Study text:
BEGIN

LS: I definitely try to evoke a sense of fun and ease with my illustrations, particularly in the women's health series. The subject matter can range from intimate to unfamiliar to taboo, so I strive to frame that material in a way that makes it more approachable and friendly. While on one hand I take my work and the information very seriously, on the other I believe there can be a major benefit to keeping things simple and a bit playful. I am often reminded of The Magic School Bus series of books, which I loved as a kid. These books approach teaching in a different manner, a fun and relatable way that makes learning exciting and special.

MRB: I hear only good things about The Technology of Orgasm, and you're the second or third person to mention it to me in the last few months, so I guess I'm going to add that to my reading list. I love the fact that you're bringing some levity (and accessibility) to women's health texts. I've been in healthcare (musculoskeletal mostly, orthopedics and chiropractic) for many years, and when you're educating people about their health, no matter how good the information is, no matter how correct and concise, there's a little gap in understanding that the information has to jump over to make a difference in people's lives. If the best thing available is Ye Olde Stuffy Ponderous Doorstop of yesteryear with vague descriptions and unhelpful diagrams, then the gap widens. There's something to be said, too (and please don't take this as a backhanded compliment, because it's absolutely not), for the readability of a book that doesn't try to harness your ability to think abstractly. One of my favorite medical texts is an anatomy book called The Trail Guide to the Body. It's completely hand-drawn and comprised of cutaway pictures of muscles and bones in various body positions. Eating a hotdog, climbing a ladder, lying on a couch, etc. The book seems on the outside to be a simplistic, almost-too-cavalier answer to the fifteen-hundred page Gray's Anatomy of the Human Body (which, while exhaustive, isn't exactly easy or accessible for most readers). But year after year, and from clinic to clinic, the book I used to the best effect, copying pages from for my patients and using it to explain muscle position and function to people who might not even speak very strong English, has been this ingenious little mildly-whimsical hand-drawn book that looks like a cross between the illustrations from The Joy of Sex and an 80's cartoon coloring book. Somehow it just clicks with people and that gap gets crossed with the absolute minimum of squinting and head-scratching and saying things like "That's either a shoulder joint or the exhaust system of a Buick."

END

Supplied entries:
BEGIN

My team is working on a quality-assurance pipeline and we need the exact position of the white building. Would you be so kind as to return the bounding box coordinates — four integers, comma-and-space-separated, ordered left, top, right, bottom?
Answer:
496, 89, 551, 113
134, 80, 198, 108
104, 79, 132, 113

END

Task instructions:
a: Answer each question from the interview.
(i) Which book series does LS remember loving as a kid?
(ii) In which areas of healthcare has MRB mostly worked?
(iii) What does The Trail Guide to the Body consist of?
b: Decide whether each statement agrees with the interview, and back each answer with quoted words.
(i) LS tries to make intimate or taboo subject matter more approachable.
(ii) The Trail Guide to the Body runs to fifteen hundred pages.
(iii) MRB has already read The Technology of Orgasm.
c: Quote the part of the interview that opens with the words "LS: I definitely" and closes with "exciting and special.".
Rely on the interview alone.

Answers for this exercise:
a:
(i) The Magic School Bus series.
(ii) Musculoskeletal care, mostly orthopedics and chiropractic.
(iii) Hand-drawn cutaway pictures of muscles and bones in various body positions.

b:
(i) Yes: "I strive to frame that material in a way that makes it more approachable and friendly."
(ii) No: "The book seems on the outside to be a simplistic, almost-too-cavalier answer to the fifteen-hundred page Gray's Anatomy of the Human Body"
(iii) No: "I guess I'm going to add that to my reading list."

c:
LS: I definitely try to evoke a sense of fun and ease with my illustrations, particularly in the women's health series. The subject matter can range from intimate to unfamiliar to taboo, so I strive to frame that material in a way that makes it more approachable and friendly. While on one hand I take my work and the information very seriously, on the other I believe there can be a major benefit to keeping things simple and a bit playful. I am often reminded of The Magic School Bus series of books, which I loved as a kid. These books approach teaching in a different manner, a fun and relatable way that makes learning exciting and special.